#### TASK BRIEF
From the entries below, pull out every line that contains the string "point" and copy each one. Letter case matters.

Excerpts from location labeling data
★ ★ ★ ★

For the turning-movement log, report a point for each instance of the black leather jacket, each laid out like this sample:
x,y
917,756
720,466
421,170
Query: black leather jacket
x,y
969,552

★ ★ ★ ★

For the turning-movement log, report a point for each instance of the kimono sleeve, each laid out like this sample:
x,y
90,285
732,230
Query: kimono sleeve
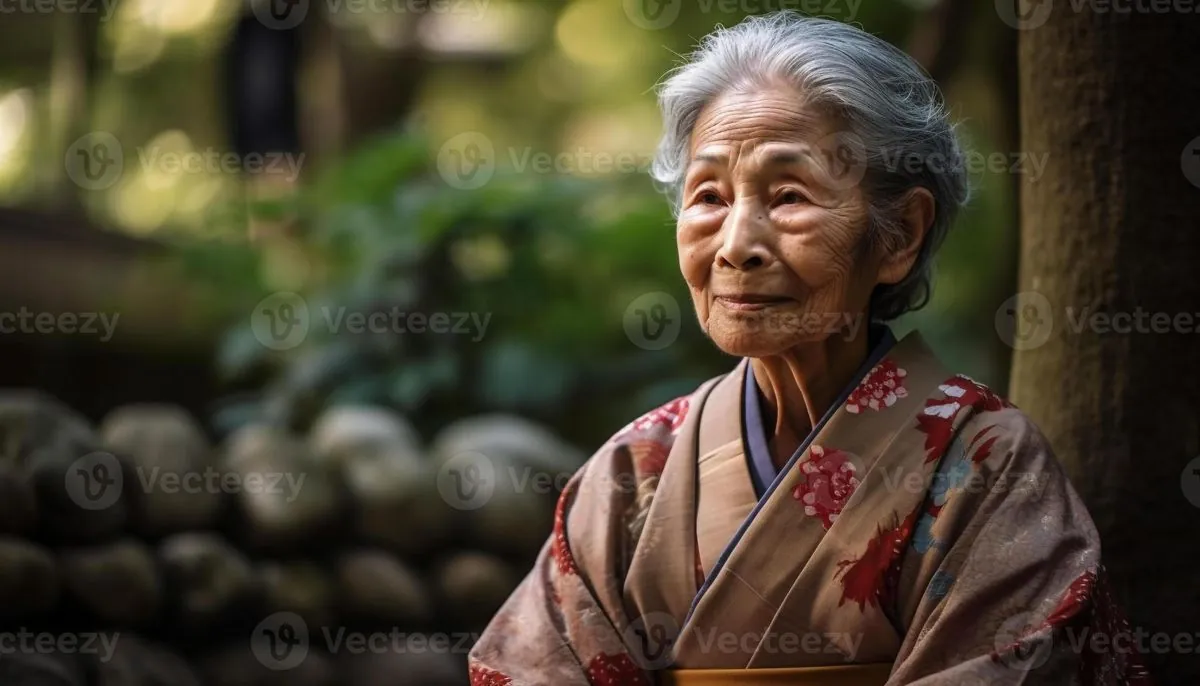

★ ★ ★ ★

#### TASK RESULT
For the turning-movement log, report a point for each instance of the black leather jacket, each laid out like this sample:
For the turning-movement log, report a point for each instance of the kimono sleeve, each laid out like this sample:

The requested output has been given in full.